Pointing dataset records:

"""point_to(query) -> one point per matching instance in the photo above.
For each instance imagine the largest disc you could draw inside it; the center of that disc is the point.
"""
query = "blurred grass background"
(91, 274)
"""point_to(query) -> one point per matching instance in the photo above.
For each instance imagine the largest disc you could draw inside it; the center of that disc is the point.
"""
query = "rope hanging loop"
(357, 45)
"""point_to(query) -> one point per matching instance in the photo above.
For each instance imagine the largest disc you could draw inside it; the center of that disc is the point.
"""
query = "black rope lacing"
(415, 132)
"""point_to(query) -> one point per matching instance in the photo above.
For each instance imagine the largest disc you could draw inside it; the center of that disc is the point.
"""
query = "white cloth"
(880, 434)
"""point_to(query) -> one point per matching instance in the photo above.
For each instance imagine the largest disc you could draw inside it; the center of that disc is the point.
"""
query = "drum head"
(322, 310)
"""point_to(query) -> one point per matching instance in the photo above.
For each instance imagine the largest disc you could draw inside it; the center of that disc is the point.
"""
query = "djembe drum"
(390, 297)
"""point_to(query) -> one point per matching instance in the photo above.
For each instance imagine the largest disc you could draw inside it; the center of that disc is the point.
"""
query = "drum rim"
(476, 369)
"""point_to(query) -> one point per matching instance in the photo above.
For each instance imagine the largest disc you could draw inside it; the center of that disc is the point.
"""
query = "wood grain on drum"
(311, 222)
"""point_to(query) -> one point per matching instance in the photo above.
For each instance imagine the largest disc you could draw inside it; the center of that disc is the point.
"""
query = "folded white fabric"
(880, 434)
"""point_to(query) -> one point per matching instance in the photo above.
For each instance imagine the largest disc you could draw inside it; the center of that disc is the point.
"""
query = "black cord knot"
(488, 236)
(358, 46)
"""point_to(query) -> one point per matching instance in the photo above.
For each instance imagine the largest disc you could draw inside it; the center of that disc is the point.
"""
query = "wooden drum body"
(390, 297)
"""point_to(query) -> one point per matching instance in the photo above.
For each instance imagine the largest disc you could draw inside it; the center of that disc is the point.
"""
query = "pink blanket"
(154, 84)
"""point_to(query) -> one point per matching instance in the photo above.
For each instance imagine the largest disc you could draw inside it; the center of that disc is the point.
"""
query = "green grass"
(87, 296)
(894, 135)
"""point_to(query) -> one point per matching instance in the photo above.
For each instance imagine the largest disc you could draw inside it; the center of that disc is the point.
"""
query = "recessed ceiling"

--

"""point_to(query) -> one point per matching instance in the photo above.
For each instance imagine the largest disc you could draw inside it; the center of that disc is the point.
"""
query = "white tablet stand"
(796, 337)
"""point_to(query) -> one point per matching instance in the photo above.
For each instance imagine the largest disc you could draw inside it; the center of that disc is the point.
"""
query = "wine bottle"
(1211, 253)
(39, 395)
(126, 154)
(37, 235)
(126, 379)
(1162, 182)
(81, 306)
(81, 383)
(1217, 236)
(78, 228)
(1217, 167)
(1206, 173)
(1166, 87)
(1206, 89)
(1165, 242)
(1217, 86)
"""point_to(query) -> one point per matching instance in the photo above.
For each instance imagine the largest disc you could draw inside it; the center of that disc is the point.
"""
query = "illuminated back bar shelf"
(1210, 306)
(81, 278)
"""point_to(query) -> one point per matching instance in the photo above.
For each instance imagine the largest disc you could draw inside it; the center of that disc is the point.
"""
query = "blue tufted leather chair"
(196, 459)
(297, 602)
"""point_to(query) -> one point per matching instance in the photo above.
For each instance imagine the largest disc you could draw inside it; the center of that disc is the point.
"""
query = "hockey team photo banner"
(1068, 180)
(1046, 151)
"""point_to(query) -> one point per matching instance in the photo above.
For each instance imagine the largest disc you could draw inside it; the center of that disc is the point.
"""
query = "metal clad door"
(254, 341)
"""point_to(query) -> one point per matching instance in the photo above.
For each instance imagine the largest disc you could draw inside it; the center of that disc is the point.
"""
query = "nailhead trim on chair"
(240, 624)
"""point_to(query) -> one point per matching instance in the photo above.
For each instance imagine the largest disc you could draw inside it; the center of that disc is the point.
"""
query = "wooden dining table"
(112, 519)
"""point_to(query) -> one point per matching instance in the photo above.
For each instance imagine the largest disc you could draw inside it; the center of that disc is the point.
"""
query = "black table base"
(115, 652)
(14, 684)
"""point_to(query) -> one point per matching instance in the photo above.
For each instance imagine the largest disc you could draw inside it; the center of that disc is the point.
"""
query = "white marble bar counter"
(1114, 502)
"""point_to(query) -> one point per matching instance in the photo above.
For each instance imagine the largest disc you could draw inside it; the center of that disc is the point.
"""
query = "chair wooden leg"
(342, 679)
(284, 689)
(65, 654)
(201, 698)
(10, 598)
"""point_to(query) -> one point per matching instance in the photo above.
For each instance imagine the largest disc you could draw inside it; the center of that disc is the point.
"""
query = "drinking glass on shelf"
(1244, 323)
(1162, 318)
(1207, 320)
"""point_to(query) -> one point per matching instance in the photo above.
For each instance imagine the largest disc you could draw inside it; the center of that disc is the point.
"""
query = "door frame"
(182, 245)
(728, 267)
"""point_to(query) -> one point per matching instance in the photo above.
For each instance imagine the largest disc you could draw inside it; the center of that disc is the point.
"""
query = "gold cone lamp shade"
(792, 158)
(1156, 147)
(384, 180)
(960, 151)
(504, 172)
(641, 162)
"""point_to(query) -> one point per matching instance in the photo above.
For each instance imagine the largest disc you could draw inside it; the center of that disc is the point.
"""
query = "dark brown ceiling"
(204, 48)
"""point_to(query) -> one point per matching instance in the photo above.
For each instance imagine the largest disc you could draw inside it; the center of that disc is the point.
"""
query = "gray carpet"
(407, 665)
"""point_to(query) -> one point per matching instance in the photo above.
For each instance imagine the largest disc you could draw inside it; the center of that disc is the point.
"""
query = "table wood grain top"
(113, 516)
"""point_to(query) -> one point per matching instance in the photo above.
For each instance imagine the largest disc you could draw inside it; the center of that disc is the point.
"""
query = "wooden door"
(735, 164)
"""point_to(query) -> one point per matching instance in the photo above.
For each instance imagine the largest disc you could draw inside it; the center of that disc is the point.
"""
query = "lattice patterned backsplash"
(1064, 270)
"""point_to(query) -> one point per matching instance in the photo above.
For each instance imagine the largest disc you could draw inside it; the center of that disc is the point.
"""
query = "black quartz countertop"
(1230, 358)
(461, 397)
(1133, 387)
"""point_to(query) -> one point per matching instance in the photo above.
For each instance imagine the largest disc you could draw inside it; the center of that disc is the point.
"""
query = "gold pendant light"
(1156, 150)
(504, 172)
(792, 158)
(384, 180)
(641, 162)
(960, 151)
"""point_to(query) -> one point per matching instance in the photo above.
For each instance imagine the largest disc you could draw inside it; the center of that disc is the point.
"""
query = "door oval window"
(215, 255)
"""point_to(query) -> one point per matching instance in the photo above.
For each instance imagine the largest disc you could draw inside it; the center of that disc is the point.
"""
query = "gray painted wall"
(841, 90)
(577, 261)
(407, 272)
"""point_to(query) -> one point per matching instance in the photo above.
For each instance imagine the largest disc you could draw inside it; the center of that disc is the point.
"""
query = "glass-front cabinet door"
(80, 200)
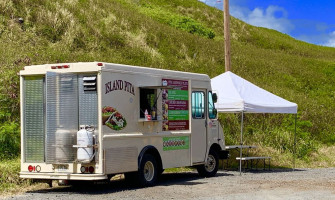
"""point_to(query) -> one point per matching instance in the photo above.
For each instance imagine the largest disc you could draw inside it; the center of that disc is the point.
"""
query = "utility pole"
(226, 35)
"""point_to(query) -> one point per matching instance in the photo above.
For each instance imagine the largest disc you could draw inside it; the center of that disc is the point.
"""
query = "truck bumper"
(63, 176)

* * *

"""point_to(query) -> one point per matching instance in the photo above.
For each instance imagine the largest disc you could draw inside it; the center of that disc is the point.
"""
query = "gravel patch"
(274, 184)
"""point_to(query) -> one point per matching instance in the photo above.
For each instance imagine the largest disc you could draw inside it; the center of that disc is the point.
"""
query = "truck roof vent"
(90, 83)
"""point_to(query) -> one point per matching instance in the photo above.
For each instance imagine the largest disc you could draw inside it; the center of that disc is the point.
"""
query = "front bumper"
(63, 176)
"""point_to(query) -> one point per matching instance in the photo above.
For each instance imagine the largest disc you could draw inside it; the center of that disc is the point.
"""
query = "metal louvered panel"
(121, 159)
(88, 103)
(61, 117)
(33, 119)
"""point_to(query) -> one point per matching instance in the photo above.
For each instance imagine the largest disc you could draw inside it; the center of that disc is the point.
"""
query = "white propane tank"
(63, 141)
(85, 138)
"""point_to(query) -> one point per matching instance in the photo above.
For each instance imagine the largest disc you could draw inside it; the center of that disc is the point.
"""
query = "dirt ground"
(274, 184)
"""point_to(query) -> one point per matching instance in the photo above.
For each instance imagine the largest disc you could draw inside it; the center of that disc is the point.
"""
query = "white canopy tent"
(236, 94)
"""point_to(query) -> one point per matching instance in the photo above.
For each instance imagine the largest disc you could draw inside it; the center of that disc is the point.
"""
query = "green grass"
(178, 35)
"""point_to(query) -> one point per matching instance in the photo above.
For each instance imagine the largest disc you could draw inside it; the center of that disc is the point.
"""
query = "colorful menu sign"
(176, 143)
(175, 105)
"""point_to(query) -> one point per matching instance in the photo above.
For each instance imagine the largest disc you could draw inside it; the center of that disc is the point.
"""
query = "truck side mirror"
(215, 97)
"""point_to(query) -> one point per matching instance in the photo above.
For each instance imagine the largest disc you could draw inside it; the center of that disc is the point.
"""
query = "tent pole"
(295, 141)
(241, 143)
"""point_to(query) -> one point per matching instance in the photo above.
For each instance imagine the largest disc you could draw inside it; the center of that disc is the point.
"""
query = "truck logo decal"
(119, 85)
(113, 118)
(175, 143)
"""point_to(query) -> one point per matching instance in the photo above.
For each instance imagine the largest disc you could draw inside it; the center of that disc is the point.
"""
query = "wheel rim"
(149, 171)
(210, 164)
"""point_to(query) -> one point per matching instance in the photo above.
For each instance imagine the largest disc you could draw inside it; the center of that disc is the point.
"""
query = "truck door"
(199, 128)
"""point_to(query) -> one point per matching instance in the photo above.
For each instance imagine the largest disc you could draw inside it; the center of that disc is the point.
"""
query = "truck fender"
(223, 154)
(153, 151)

▶ PROBLEM DETAILS
Pull out every line in the items above that contains the word "glass", copying each one in full and unchanged.

▶ COMPLETE OUTPUT
query = "drinking glass on shelf"
query = "glass-front cabinet door"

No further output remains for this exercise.